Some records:
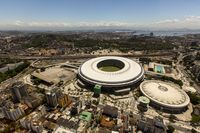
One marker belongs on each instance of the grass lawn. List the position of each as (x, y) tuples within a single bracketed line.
[(109, 68)]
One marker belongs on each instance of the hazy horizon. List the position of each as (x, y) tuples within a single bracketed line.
[(93, 15)]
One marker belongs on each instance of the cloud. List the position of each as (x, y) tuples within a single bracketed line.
[(191, 22)]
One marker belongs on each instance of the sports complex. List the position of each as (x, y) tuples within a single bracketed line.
[(115, 73), (165, 96)]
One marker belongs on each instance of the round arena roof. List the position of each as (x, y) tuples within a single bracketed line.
[(164, 93), (111, 71)]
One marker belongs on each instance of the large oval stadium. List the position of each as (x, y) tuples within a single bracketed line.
[(111, 72), (165, 95)]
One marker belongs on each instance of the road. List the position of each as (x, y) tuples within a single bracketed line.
[(80, 56), (185, 77)]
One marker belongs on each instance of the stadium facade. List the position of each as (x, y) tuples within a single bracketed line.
[(111, 72)]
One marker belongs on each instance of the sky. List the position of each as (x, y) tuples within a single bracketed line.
[(97, 14)]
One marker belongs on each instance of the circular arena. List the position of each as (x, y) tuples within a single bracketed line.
[(165, 96), (111, 72)]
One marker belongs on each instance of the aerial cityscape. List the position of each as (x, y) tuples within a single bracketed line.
[(74, 66)]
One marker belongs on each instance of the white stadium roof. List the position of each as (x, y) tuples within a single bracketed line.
[(165, 93), (131, 72)]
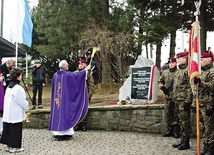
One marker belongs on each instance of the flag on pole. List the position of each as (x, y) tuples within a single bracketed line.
[(17, 24), (194, 56)]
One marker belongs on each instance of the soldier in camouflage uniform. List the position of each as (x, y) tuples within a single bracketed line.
[(90, 81), (206, 102), (166, 84), (90, 85), (182, 95)]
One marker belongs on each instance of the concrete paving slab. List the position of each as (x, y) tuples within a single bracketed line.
[(40, 142)]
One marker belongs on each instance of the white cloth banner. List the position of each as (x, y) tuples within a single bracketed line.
[(17, 23)]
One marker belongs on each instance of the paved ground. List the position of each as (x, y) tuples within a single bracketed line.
[(40, 142)]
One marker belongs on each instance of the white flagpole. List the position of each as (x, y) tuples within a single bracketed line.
[(26, 68), (16, 54)]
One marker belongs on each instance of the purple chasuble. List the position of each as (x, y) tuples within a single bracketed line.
[(1, 96), (69, 99)]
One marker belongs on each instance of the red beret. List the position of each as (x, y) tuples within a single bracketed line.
[(172, 59), (81, 61), (181, 54), (206, 55)]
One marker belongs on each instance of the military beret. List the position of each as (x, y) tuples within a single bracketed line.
[(81, 61), (172, 59), (181, 54), (37, 62), (206, 55)]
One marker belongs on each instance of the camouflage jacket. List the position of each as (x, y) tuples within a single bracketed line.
[(206, 88), (181, 85), (166, 79)]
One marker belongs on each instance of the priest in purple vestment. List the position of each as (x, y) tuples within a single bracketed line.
[(69, 101), (1, 101)]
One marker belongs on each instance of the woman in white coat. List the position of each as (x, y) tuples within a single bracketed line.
[(15, 106)]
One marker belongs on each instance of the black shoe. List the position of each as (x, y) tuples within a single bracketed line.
[(62, 137), (40, 107), (33, 107)]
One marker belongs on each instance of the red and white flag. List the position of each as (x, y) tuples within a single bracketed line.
[(194, 53)]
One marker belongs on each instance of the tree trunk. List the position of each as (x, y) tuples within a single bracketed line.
[(172, 43), (151, 48), (203, 20), (147, 52), (158, 54)]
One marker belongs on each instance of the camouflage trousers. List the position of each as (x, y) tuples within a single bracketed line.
[(184, 118), (171, 114), (208, 135)]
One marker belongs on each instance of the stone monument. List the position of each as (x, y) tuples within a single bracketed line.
[(125, 90)]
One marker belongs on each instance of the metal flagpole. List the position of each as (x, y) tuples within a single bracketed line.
[(197, 13)]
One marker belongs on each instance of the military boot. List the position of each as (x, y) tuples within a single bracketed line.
[(210, 150), (185, 145), (169, 132), (204, 150), (176, 131), (179, 143)]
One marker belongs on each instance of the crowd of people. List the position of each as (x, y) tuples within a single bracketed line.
[(180, 100)]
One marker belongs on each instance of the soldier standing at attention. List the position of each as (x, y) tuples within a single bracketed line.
[(206, 103), (166, 84), (182, 95)]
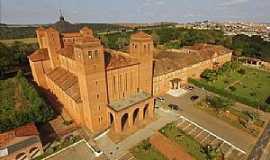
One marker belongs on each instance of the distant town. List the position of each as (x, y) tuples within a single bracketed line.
[(135, 91)]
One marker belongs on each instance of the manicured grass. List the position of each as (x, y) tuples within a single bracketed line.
[(11, 96), (141, 153), (21, 103), (190, 145), (251, 88), (253, 81), (233, 118), (24, 40)]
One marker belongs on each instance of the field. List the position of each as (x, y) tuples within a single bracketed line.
[(254, 84), (24, 40), (144, 151), (251, 86), (21, 103), (11, 96)]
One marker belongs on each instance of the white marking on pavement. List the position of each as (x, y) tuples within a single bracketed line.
[(209, 132)]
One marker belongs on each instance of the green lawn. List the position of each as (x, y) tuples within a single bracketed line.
[(24, 40), (251, 88), (187, 142), (21, 103), (148, 153), (253, 81)]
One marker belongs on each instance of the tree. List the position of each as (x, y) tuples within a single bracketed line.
[(209, 75), (211, 152), (219, 103), (155, 37)]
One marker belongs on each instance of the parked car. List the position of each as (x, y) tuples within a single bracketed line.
[(194, 97), (190, 87), (174, 107)]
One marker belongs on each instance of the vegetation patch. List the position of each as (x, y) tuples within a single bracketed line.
[(250, 87), (21, 103), (190, 145), (223, 109), (145, 151)]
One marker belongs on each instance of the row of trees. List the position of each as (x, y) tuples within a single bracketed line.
[(212, 75), (253, 46), (15, 54), (36, 109)]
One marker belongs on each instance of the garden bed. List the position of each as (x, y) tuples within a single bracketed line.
[(189, 144), (233, 117), (145, 151)]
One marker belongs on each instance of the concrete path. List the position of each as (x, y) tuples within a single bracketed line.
[(211, 123), (116, 151)]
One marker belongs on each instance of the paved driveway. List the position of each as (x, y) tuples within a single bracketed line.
[(236, 136)]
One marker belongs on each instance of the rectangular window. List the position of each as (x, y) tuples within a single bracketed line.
[(126, 81), (90, 54), (114, 89)]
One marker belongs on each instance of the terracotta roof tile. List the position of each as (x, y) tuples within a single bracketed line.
[(67, 81), (116, 59), (141, 35), (39, 55), (169, 61)]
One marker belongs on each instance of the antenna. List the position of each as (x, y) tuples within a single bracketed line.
[(61, 15)]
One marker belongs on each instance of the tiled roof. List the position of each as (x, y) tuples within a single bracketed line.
[(67, 52), (129, 101), (67, 81), (117, 59), (141, 35), (39, 55), (169, 61)]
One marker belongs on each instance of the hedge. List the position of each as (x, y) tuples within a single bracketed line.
[(251, 102)]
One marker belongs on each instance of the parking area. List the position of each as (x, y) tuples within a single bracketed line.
[(205, 137)]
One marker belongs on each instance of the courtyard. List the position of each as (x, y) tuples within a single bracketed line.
[(247, 85)]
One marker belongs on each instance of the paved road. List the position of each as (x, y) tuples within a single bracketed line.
[(258, 150), (116, 151), (236, 136)]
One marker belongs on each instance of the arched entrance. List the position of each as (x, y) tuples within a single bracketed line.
[(34, 152), (136, 115), (124, 122), (21, 156), (145, 111), (111, 119), (175, 83)]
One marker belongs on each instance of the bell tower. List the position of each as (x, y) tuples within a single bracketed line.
[(142, 47), (89, 56)]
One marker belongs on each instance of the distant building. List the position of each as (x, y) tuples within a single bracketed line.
[(98, 88), (174, 67), (104, 89), (22, 143)]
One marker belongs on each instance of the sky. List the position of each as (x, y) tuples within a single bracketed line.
[(116, 11)]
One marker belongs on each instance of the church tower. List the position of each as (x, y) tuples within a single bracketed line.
[(142, 47), (89, 56)]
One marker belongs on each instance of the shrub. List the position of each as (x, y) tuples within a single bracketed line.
[(232, 88), (248, 101), (242, 71), (209, 75), (35, 111), (219, 102)]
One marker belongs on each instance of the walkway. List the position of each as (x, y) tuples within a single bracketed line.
[(258, 150), (168, 148), (213, 124), (116, 151)]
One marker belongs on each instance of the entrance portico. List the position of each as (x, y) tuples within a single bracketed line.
[(129, 113)]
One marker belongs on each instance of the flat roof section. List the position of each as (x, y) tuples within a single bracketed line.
[(129, 101)]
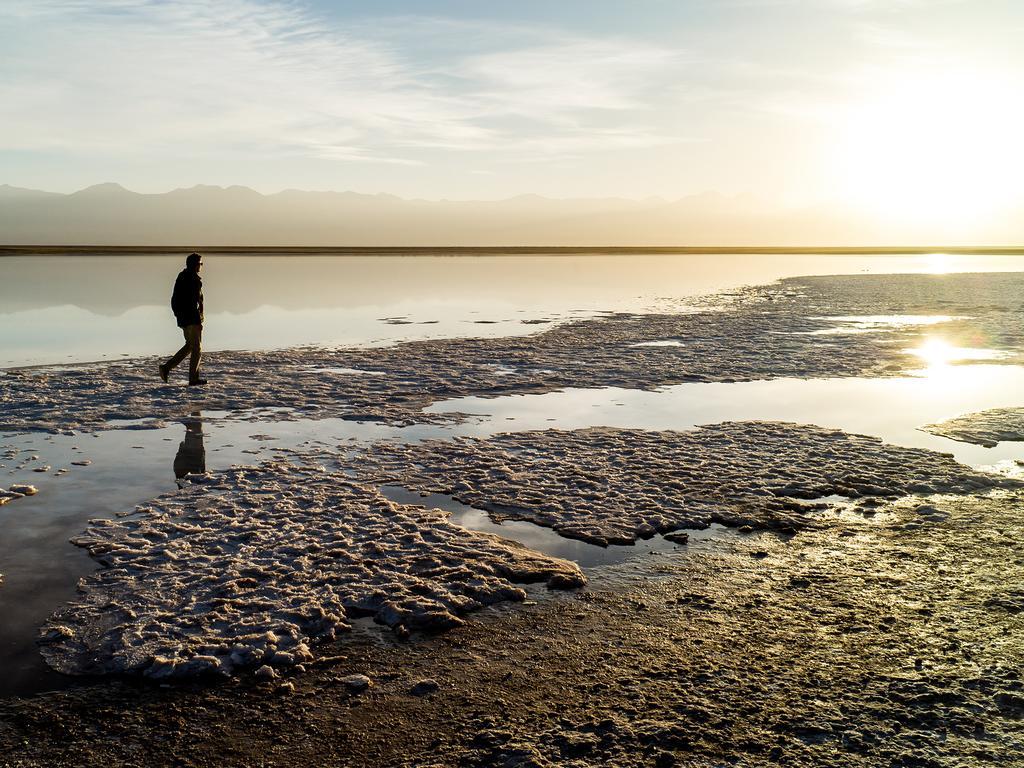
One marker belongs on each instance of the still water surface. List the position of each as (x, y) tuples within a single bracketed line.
[(81, 308), (78, 308)]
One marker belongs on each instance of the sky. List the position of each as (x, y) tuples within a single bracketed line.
[(905, 109)]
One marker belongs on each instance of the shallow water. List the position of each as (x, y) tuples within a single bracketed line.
[(891, 409), (80, 308), (271, 302)]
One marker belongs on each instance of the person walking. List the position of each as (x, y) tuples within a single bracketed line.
[(186, 302)]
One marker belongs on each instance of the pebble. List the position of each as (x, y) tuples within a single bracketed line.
[(356, 683), (424, 687), (265, 673)]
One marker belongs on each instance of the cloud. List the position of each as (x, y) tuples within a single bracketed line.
[(142, 78)]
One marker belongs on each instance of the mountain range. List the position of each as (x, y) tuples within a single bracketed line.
[(109, 214)]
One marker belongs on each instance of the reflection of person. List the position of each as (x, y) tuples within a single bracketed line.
[(186, 302), (190, 458)]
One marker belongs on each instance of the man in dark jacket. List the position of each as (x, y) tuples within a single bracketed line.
[(186, 302)]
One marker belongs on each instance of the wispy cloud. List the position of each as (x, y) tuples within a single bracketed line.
[(135, 77)]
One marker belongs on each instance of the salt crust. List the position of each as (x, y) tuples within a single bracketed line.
[(756, 333), (987, 428), (250, 567), (615, 485)]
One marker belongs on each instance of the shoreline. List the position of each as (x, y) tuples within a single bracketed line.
[(97, 250)]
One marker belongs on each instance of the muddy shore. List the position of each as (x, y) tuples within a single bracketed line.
[(892, 640)]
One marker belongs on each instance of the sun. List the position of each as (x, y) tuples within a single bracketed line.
[(932, 146)]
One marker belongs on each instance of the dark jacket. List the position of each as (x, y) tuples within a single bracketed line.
[(186, 301)]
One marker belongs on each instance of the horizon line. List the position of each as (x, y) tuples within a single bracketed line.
[(54, 250)]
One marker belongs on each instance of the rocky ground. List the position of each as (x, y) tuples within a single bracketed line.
[(784, 329), (892, 639), (883, 631), (987, 428)]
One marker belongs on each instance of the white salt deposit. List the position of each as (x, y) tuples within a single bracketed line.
[(255, 565)]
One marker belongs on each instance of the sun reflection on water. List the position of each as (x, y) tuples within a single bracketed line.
[(940, 357)]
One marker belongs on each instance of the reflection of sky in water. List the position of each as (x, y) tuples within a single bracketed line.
[(891, 409), (55, 309), (132, 465)]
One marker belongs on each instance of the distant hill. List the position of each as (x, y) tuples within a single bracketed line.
[(111, 215)]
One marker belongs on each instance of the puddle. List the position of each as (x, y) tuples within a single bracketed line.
[(891, 409), (127, 466), (130, 465), (547, 541)]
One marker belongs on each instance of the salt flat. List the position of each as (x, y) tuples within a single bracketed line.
[(259, 571)]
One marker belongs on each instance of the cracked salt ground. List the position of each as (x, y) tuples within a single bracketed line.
[(895, 410), (847, 403), (547, 541), (40, 567)]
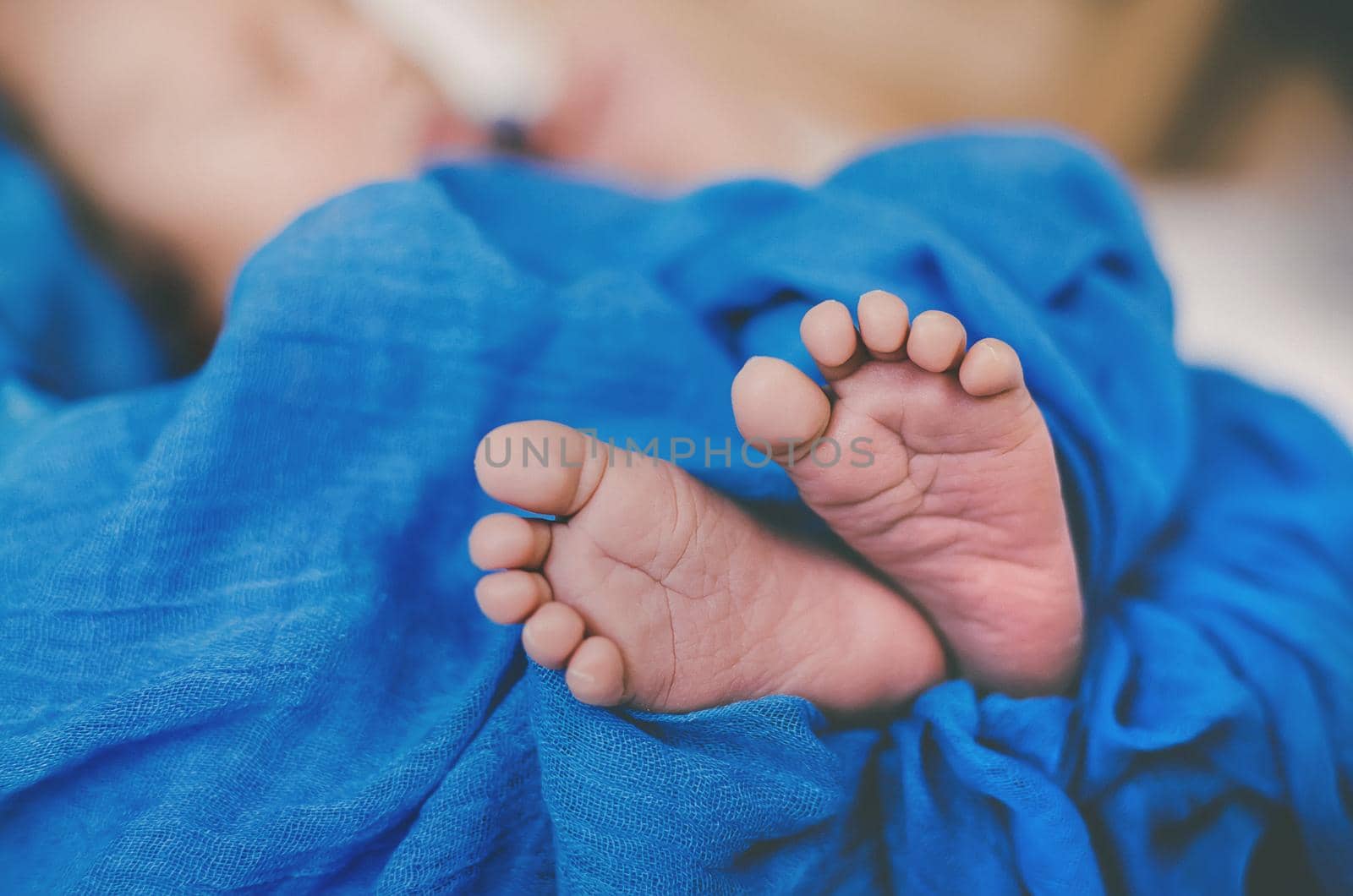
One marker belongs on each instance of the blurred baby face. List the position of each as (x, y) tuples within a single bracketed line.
[(207, 126)]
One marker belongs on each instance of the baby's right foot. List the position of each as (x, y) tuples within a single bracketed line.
[(653, 590), (960, 502)]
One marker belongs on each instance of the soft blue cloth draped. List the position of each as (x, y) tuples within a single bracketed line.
[(237, 639)]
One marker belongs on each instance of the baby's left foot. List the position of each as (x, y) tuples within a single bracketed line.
[(653, 590), (953, 493)]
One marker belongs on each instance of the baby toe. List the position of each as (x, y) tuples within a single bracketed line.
[(777, 407), (511, 596), (883, 325), (540, 466), (991, 367), (597, 673), (552, 634), (830, 336), (505, 540), (937, 341)]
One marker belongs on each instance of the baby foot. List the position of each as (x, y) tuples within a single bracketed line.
[(944, 478), (653, 590)]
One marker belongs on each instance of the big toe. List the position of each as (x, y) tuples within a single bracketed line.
[(778, 407), (540, 466)]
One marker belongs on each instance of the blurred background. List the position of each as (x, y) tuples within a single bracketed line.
[(187, 133)]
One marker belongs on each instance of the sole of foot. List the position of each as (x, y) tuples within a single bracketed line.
[(658, 593), (931, 459)]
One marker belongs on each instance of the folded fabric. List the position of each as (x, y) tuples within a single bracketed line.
[(240, 647)]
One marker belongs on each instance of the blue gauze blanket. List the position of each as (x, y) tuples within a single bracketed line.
[(238, 641)]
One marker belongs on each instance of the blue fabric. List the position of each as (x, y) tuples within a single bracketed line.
[(238, 641)]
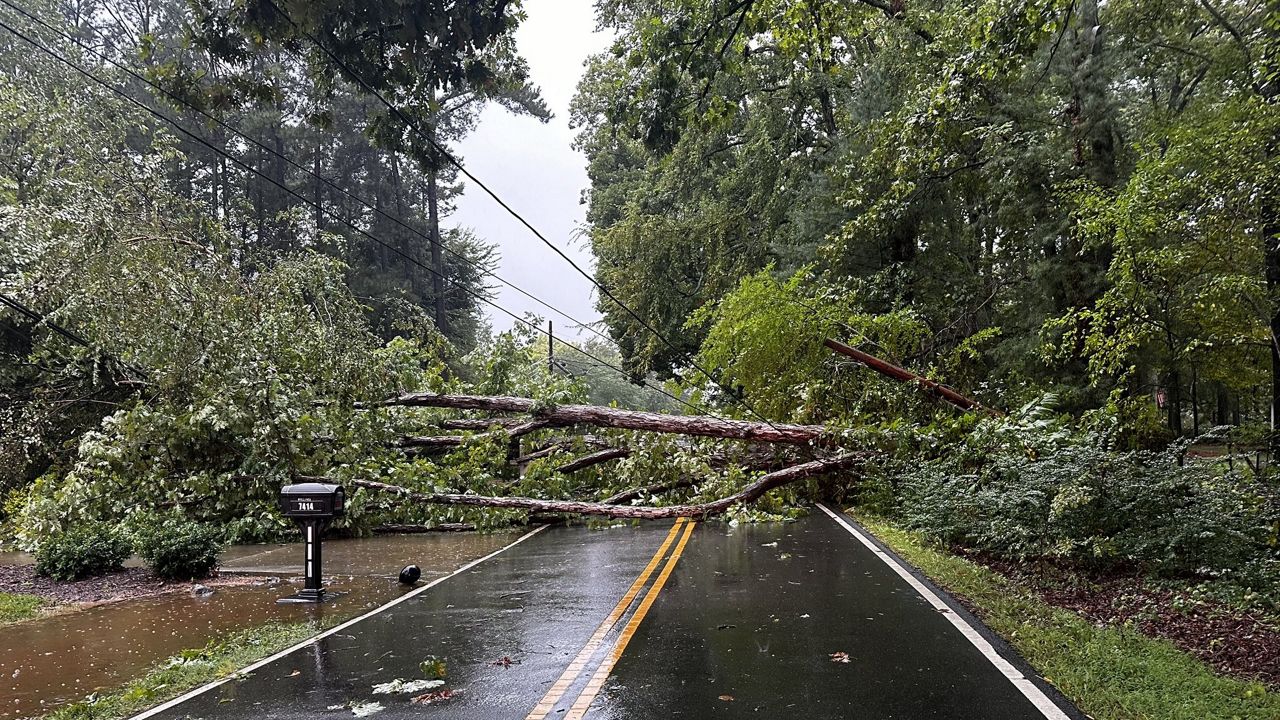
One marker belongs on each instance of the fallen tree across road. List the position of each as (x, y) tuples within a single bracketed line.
[(749, 493)]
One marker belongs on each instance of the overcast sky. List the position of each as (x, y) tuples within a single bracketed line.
[(534, 169)]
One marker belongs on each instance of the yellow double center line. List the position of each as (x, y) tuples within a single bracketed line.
[(593, 687)]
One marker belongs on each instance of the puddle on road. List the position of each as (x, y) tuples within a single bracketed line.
[(62, 659)]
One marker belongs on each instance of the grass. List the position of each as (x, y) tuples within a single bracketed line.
[(14, 606), (188, 669), (1110, 673)]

:: INSTRUCTIONS TO FOLLOW ::
Swap "marker" for "pin" in the records running from their start through the line holding "[(191, 22)]", inclusive. Leave the pictures out of your answer.

:: ANSWER TO THE TASK ::
One pin belongs on each instance of the grass lawn. List the position of each as (x, y) tuples within a single bracketed line.
[(109, 68)]
One pin belongs on each instance of the hazy horizon. List the position of each as (x, y) tuples within a single bracketed line.
[(93, 15)]
One pin belongs on each instance of the cloud. List the position of each as (x, y) tuples within a single bracketed line.
[(191, 22)]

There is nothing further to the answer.